What the task requires
Reproduce all of the following lines exactly, leaving out the pictures.

Data supplied
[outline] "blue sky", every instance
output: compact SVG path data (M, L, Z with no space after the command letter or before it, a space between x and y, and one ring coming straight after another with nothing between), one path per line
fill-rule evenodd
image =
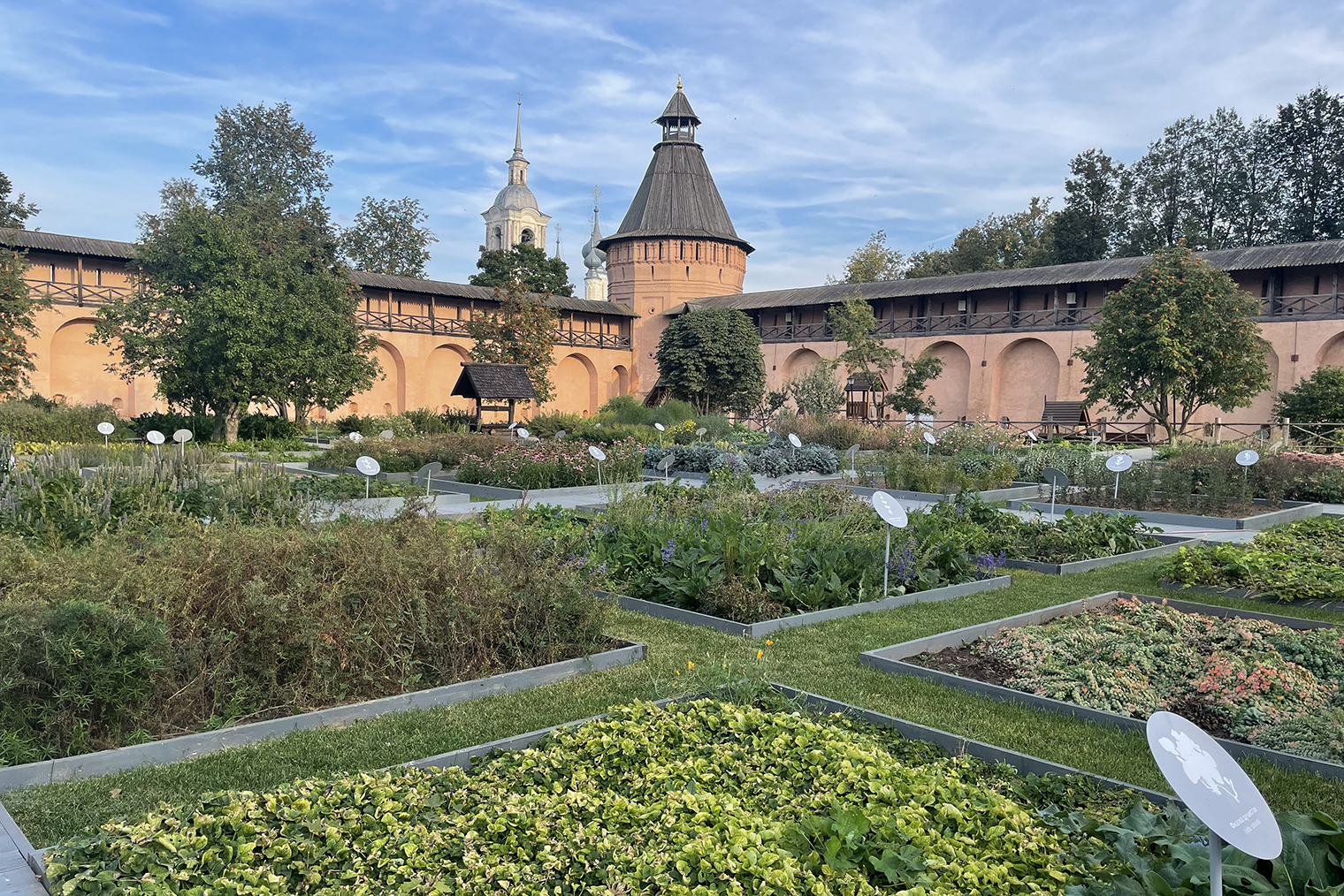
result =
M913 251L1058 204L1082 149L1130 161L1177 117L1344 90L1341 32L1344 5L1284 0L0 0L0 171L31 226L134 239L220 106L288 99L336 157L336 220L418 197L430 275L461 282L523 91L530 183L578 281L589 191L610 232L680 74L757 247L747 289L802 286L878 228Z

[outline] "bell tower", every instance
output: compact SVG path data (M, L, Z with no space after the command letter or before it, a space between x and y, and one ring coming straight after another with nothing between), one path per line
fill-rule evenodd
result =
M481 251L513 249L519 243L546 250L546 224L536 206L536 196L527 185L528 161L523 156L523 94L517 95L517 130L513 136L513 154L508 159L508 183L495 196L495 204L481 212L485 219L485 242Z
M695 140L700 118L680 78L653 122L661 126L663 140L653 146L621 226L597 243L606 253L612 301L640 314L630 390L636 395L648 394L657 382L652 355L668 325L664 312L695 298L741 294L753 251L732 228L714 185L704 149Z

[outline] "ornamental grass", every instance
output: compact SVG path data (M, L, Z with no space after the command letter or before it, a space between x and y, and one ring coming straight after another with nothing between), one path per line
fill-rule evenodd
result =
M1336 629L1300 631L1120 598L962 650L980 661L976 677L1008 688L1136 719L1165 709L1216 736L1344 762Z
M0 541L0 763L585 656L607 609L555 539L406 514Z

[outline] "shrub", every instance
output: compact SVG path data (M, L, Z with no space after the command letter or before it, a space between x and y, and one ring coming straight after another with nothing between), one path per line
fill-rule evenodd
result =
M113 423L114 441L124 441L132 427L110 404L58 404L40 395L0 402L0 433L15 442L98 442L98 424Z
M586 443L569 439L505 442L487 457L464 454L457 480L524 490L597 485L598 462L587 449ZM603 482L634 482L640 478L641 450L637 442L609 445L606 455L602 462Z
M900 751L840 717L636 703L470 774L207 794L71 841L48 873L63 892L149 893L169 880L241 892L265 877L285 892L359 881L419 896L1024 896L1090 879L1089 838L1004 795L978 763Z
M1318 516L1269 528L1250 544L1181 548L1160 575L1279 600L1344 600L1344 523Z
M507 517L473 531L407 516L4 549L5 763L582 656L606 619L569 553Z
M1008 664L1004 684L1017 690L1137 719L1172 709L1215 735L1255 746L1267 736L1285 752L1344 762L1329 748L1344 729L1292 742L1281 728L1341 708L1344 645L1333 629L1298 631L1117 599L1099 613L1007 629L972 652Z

Task result
[outline] "blue sky", every instance
output: compact SVG path data (M, L, Z with no space after the command letter or before it, a space between x and y, and one ring coming straight after another with nothing between), one path per line
fill-rule evenodd
image =
result =
M913 251L1058 204L1082 149L1130 161L1177 117L1344 90L1341 32L1344 5L1284 0L0 0L0 171L31 226L134 239L220 106L288 99L336 157L336 220L418 197L430 275L461 282L523 91L530 183L578 281L589 191L610 232L680 74L757 247L747 289L802 286L878 228Z

[outline] "bell tower", every instance
output: compact SVG path data (M, L, Z with no space after the command letter or before it, a space between x and y, and one ring coming straight after another with nothing between), one path per line
fill-rule evenodd
result =
M481 251L513 249L519 243L546 250L546 224L536 206L536 196L527 185L528 161L523 156L523 94L517 95L517 130L513 136L513 154L508 159L508 183L495 196L495 204L481 212L485 219L485 242Z
M695 140L700 118L680 78L653 122L661 126L663 140L653 146L621 226L597 243L606 253L612 301L640 314L630 390L636 395L648 394L657 382L652 355L668 325L664 312L695 298L741 294L753 251L732 228L714 185L704 149Z

[outline] "ornamental grass", every instance
output: compact SVG path data (M, L, Z with no space after the command letter or before it, a space between x and y, and one ring coming straight after another with nothing between), one path per line
fill-rule evenodd
result =
M1336 629L1300 631L1120 598L962 650L980 661L976 677L1008 688L1136 719L1165 709L1216 736L1344 762Z
M0 541L0 763L585 656L607 609L555 539L406 514Z

[outline] "shrub", every instance
output: compact SVG path data (M, L, Z with no space after the command letter or before it, a space between x and y, and one ring coming straight after another with nothing between), one path per line
fill-rule evenodd
result =
M113 423L114 441L124 441L132 427L110 404L58 404L40 395L0 402L0 433L15 442L98 442L98 424Z
M586 443L569 439L505 442L487 457L464 454L457 480L524 490L597 485L598 462L587 449ZM603 482L634 482L640 478L641 450L637 442L609 445L606 455L602 462Z
M900 751L840 717L636 703L470 774L207 794L71 841L48 873L63 892L149 893L169 880L241 892L265 877L285 892L359 881L419 896L1024 896L1090 879L1089 838L1004 795L978 763Z
M1318 516L1269 528L1250 544L1181 548L1160 575L1279 600L1344 600L1344 523Z
M507 517L473 531L407 516L4 549L5 763L582 656L606 619L569 553Z
M1008 664L1004 684L1017 690L1137 719L1172 709L1215 735L1255 746L1267 736L1285 752L1344 762L1329 748L1344 729L1292 742L1281 728L1341 708L1344 645L1333 629L1298 631L1117 599L1099 613L1007 629L972 652Z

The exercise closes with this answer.